**What needs to be done**
Starting at the line with "hairy stem and record integer pixel coordinates." in it, reproduce each line below through the last one, exactly, and include nothing else.

**Dataset extract**
-=-=-

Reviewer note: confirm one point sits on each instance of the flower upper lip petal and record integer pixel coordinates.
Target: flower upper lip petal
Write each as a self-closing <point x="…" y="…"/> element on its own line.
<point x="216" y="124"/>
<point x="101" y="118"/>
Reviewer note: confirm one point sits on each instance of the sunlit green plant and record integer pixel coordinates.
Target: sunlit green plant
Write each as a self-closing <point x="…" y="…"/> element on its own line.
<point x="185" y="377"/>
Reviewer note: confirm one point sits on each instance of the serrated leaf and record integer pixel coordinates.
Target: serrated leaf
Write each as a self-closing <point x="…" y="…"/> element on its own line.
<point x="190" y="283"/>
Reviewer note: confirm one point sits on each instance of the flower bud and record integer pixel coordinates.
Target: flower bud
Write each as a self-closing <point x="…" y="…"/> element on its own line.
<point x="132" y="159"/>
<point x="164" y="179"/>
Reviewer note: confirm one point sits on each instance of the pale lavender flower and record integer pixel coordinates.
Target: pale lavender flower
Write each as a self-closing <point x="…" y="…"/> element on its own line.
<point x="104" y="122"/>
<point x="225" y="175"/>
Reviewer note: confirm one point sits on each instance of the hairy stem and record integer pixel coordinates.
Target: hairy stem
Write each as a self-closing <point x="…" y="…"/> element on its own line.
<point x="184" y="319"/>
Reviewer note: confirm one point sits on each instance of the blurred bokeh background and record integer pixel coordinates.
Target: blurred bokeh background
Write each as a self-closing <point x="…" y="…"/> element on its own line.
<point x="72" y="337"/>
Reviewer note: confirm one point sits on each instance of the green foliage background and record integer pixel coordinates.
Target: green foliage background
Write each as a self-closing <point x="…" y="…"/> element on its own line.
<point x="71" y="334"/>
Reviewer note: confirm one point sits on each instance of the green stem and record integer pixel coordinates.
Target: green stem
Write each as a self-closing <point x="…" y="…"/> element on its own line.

-=-=-

**Full output**
Reviewer note: confirm one point sits on each instance of the hairy stem and record integer pixel coordinates.
Target: hairy stem
Write each as a self-closing <point x="…" y="…"/> element on its own line.
<point x="184" y="319"/>
Reviewer note: confirm one point sits on each instance of the blurred bokeh background and record integer pixel coordinates.
Target: blurred bokeh background
Write each as a self-closing <point x="…" y="…"/> element on its own line.
<point x="72" y="337"/>
Reviewer note: confirm one point sits on each instance of the green foliage background and record integer pixel coordinates.
Target: green foliage background
Write each as a self-closing <point x="…" y="…"/> element on its own line.
<point x="71" y="334"/>
Reviewer note: confirm one point sits on each instance of the green stem and record integer pixel coordinates.
Target: green stem
Write each as a self-closing <point x="…" y="…"/> element on its own line.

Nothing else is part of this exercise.